Entries supplied>
● ● ●

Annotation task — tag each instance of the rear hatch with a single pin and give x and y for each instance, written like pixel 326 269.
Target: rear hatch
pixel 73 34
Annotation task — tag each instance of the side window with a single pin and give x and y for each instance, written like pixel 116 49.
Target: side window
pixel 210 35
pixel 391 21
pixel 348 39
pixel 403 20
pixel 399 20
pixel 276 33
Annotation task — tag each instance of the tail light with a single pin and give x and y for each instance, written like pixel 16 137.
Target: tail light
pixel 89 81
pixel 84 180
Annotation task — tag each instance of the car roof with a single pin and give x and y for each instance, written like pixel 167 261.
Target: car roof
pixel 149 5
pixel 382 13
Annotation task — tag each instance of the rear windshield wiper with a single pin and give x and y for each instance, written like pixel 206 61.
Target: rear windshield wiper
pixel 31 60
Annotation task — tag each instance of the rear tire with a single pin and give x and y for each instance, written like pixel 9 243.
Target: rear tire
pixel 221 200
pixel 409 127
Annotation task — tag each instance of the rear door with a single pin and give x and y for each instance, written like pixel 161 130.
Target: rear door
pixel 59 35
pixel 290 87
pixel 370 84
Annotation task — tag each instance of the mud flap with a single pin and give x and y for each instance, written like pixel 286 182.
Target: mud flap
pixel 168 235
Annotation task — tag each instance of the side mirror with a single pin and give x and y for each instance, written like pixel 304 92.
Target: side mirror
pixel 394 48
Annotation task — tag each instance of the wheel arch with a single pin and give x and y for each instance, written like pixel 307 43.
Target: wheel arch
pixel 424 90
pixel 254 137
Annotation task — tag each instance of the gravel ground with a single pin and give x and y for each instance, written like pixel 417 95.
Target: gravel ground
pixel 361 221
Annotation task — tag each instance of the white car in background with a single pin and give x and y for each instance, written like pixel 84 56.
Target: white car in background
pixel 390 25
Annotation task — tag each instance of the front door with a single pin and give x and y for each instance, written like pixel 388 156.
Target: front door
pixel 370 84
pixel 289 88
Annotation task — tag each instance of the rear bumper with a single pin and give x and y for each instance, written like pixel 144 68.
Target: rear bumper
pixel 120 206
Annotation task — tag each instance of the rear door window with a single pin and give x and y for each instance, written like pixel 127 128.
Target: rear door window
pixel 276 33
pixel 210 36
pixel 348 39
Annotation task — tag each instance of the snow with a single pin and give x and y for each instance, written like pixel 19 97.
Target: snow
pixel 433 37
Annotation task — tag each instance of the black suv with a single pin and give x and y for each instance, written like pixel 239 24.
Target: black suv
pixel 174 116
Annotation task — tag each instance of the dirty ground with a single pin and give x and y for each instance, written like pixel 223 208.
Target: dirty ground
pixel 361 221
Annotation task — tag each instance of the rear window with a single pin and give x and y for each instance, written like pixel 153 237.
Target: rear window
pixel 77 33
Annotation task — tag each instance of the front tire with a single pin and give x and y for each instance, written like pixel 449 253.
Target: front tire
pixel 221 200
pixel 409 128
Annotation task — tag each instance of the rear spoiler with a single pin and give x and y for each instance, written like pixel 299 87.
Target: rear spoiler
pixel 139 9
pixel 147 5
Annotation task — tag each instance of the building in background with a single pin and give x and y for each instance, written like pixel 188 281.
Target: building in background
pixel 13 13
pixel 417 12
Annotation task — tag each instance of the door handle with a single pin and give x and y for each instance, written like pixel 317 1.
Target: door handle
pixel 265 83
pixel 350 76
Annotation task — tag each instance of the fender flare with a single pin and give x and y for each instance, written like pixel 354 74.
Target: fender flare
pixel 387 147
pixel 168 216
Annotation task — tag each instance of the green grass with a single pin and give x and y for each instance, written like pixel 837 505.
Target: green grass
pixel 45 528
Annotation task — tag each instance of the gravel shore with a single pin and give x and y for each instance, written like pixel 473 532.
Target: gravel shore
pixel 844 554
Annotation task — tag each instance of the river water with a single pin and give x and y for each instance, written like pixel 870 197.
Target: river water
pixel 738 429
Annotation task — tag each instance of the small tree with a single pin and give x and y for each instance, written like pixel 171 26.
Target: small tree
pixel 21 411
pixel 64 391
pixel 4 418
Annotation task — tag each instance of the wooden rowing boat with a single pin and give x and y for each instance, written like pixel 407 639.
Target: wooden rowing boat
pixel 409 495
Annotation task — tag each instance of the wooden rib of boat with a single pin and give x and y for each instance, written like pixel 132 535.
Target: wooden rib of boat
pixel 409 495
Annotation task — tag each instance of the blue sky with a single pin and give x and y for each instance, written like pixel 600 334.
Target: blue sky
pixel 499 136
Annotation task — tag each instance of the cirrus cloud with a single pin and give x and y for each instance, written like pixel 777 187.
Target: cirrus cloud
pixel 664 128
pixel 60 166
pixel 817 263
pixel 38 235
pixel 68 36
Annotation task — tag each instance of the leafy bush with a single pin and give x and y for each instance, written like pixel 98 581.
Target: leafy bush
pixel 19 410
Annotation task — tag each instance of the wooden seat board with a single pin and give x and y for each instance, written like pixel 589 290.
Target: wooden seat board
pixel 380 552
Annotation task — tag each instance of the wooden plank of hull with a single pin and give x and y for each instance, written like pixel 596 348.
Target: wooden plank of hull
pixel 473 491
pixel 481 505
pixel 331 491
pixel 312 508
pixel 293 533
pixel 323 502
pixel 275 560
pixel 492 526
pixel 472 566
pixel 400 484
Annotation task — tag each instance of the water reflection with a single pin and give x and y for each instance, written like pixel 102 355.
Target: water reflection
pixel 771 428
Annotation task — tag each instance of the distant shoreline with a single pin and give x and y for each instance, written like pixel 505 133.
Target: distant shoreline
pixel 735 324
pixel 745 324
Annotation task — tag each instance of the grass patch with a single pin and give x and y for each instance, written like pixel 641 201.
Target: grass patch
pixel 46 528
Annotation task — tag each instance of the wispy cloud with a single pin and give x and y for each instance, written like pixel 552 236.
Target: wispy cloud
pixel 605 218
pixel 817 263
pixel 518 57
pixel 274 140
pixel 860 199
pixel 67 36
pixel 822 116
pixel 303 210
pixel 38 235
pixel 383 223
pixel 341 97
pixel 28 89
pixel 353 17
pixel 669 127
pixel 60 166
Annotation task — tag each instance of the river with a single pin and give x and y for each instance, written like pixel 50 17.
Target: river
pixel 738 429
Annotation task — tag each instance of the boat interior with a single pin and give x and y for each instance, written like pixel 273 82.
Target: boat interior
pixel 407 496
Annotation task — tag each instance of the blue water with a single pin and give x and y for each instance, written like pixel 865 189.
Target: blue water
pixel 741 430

● ● ●

Please print out every entry again, exactly as it reads.

Your response>
Annotation task — tag each instance of the rear hatch with a single pin and give x and y for each instance, written like pixel 326 269.
Target: rear hatch
pixel 73 34
Annotation task — tag each instance of the side window with a single pin and give x and y for each instance, written like pixel 116 49.
Target: side window
pixel 210 35
pixel 391 21
pixel 348 39
pixel 403 20
pixel 399 20
pixel 276 33
Annotation task — tag each instance of the tail light with a single pin and give x and y for each instance, written like pixel 16 137.
Target: tail light
pixel 89 81
pixel 84 180
Annotation task — tag each instance of the car roof with a single pin and give x and y for each instance, written like pixel 167 261.
Target: car roof
pixel 149 5
pixel 382 13
Annotation task — tag each instance of the rear windshield wiper with a single pin and give x and y for each instance, written like pixel 206 61.
Target: rear windshield wiper
pixel 31 60
Annotation task — tag each instance of the rear tire with a single pin and give x and y for each instance, written like pixel 9 243.
Target: rear tire
pixel 221 200
pixel 409 127
Annotation task — tag each instance of the rear door with a single pin and give x and y for each instance, written like pixel 161 130.
Target: rear door
pixel 59 35
pixel 290 87
pixel 370 84
Annotation task — tag each instance of the mud flap with a single pin and give x and y for each instance, written like pixel 286 182.
Target: mud flap
pixel 168 235
Annotation task — tag each instance of the side mirror with a single pin and give x and y for each instance, written like pixel 304 92.
Target: side mirror
pixel 394 48
Annotation task — tag each instance of the wheel arch with a single pin and give x and y for each instance, written like pixel 307 43.
Target: wheel arch
pixel 424 90
pixel 254 137
Annotation task — tag each instance of the gravel ground with a single pin and give x and y for each instance, written like pixel 417 95.
Target: gravel ground
pixel 361 221
Annotation task — tag each instance of the white car in background with a single pin and give x and y for each instance, written like pixel 84 56.
Target: white car in background
pixel 390 25
Annotation task — tag each instance of the front door with a single pin and give x and y for each instance, written like pixel 388 156.
Target: front door
pixel 370 84
pixel 289 88
Annotation task — tag each instance of the rear bumper with a single pin and give x and y for each instance, written like pixel 144 68.
Target: rear bumper
pixel 120 206
Annotation task — tag each instance of the rear door window with a single pin and give x and y for each instance, written like pixel 127 128.
Target: rear door window
pixel 276 33
pixel 210 36
pixel 348 39
Annotation task — tag each instance of the snow with a single pin and give x and y for each instance, written like pixel 19 97.
Target: snow
pixel 433 37
Annotation task — tag each instance of the black suv with a single pin and give x and y for each instance, written like pixel 239 24.
Target: black suv
pixel 174 116
Annotation task — tag each instance of the dirty ground with a single pin and give x and y for each instance, written like pixel 223 208.
Target: dirty ground
pixel 361 221
Annotation task — tag each instance of the rear window with a single pin and give x and y for each instance, written like pixel 153 237.
Target: rear window
pixel 77 33
Annotation task — tag each instance of the front tire with a single pin and give x and y for each instance, written like pixel 449 253.
Target: front tire
pixel 221 200
pixel 409 128
Annotation task — tag each instance of the rear spoiler with a single pin and give x and y for each instance, written like pixel 299 87.
Target: rear spoiler
pixel 139 9
pixel 147 5
Annotation task — tag each instance of the building in background with a single pin and give x and y for each instance, written like pixel 188 281.
Target: building in background
pixel 13 13
pixel 417 12
Annotation task — tag each instance of the door handle with a single pin and give x and y for each instance, written like pixel 317 1.
Target: door handle
pixel 265 83
pixel 350 76
Annotation task — tag each instance of the fender flare with a single pin and give x and y for each instance, written like pixel 354 74.
Target: fender flare
pixel 387 147
pixel 168 216
Annotation task — tag each instance of the green grass with a single pin and give x and y for each instance, written like pixel 837 505.
Target: green grass
pixel 45 528
Annotation task — tag each instance of the gravel shore with a single pin and give x and y for each instance, written like pixel 473 532.
Target: gravel shore
pixel 844 554
Annotation task — tag each instance of the river water with a single pin and give x and y for each instance, written like pixel 870 197.
Target: river water
pixel 738 429
Annotation task — tag each instance of the small tree with a single pin and give x and y for each instance, written like pixel 171 26.
Target: small tree
pixel 21 411
pixel 64 391
pixel 4 418
Annotation task — tag each instance of the wooden rowing boat with a single pin and give x and y for each instance, written like pixel 407 639.
Target: wooden rowing boat
pixel 409 495
Annotation task — tag each instance of the wooden rib of boat with a single pin and give x and y for each instance, written like pixel 132 535.
Target: wooden rib of boat
pixel 409 495
Annotation task — tag each instance of the blue sky with a single pin and give x and y for each instance, written like pixel 600 334.
Target: blue sky
pixel 499 136
Annotation task — tag each instance of the cirrus cloud with a single pin and give x and y for each instance, written like pixel 777 187.
Target: cirrus cloud
pixel 664 128
pixel 60 166
pixel 817 263
pixel 38 235
pixel 68 36
Annotation task — tag each instance of the leafy bush with a single pin and give x and y for each instance, written like pixel 98 581.
Target: leafy bush
pixel 19 410
Annotation task — tag each instance of the wooden seat board with a single pin and give x and y for each instance, written like pixel 589 290.
Target: wooden seat board
pixel 380 552
Annotation task — tag each instance of the wooden plank of hull with a single pin and give x and y for each instance, written like pixel 596 348.
Target: wooden plank of hull
pixel 473 491
pixel 481 505
pixel 331 491
pixel 312 508
pixel 293 533
pixel 323 502
pixel 275 560
pixel 492 526
pixel 472 566
pixel 400 484
Annotation task — tag each instance of the water reflection with a single pin and give x and y for each instance, written like pixel 102 355.
Target: water reflection
pixel 771 428
Annotation task — tag each instance of the distant shoreline with a single pin and give x and y for each instance, written like pixel 505 133.
Target: distant shoreline
pixel 735 324
pixel 745 324
Annotation task — tag each instance of the grass patch with a single pin and give x and y for each instance, written like pixel 641 201.
Target: grass patch
pixel 46 528
Annotation task — tag each instance of the wispy cloud with a single pin and give x and y for each instance, written like pixel 552 236.
Target: wispy cloud
pixel 605 218
pixel 817 263
pixel 518 57
pixel 274 140
pixel 860 199
pixel 67 36
pixel 822 116
pixel 303 210
pixel 38 235
pixel 383 223
pixel 341 97
pixel 28 89
pixel 353 17
pixel 669 127
pixel 60 166
Annotation task — tag each instance of the river with a single pin and give x and y for each instance, written like pixel 50 17.
Target: river
pixel 738 429
Annotation task — tag each instance of the boat interior with a single pin and give x and y for each instance, written like pixel 273 82.
Target: boat interior
pixel 407 496
Annotation task — tag each instance of the blue water with a single pin and give x and y for each instance, written like pixel 865 189.
Target: blue water
pixel 741 430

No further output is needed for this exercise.